WHAT IS EXPECTED >> Below are the records; give again exactly the line with "task | for every instance of the green", the line with "task | for every instance of the blue", and each line that lies between them, and nothing besides.

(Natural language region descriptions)
+++

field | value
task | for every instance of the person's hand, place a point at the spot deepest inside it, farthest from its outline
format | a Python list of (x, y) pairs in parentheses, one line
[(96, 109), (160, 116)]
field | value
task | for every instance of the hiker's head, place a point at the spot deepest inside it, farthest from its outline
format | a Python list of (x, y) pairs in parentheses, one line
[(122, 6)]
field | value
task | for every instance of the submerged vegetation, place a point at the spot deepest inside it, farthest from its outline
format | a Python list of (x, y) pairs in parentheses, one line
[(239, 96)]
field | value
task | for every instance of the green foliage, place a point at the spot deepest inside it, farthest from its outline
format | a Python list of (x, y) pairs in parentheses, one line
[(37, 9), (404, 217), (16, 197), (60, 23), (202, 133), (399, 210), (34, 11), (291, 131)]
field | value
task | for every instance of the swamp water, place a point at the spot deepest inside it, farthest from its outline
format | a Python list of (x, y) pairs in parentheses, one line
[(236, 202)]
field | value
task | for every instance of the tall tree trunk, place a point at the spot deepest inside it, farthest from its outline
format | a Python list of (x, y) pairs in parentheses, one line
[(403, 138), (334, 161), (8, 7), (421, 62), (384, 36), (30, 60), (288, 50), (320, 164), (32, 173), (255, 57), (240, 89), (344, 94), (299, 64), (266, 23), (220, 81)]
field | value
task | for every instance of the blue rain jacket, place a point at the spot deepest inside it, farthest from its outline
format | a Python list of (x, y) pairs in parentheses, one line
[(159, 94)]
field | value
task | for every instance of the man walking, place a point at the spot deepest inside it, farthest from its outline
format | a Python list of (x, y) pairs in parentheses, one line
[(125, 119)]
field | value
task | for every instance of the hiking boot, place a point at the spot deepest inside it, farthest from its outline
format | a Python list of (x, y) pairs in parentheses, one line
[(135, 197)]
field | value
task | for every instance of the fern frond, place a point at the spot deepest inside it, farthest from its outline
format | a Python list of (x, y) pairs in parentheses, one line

+++

RESPONSE TO THE EXERCISE >>
task | for every instance of the green foliage, place a point at the spot deepest inside it, farthest from its outline
format | a Python list of (x, y) pairs in parentheses, one line
[(37, 9), (404, 217), (16, 197), (60, 23), (202, 133), (399, 210), (34, 11), (291, 131)]
field | value
task | for every instance of the swamp water, place a point at the spot deepest inside it, farthest from its outline
format | a Python list of (x, y) pairs in parentheses, one line
[(236, 202)]
field | value
task | for every instance of the tall tree trunk, place a point at the spot deepest inside it, farthest from its outline
format | a Python list of (x, y) pairs in parentheses, one line
[(403, 138), (334, 161), (8, 7), (421, 62), (384, 36), (30, 60), (288, 50), (320, 164), (32, 173), (255, 57), (240, 89), (344, 94), (299, 64), (266, 23), (220, 81)]
field | value
task | for every instance of the blue rain jacket, place a point at the spot deepest inside it, farthest from its outline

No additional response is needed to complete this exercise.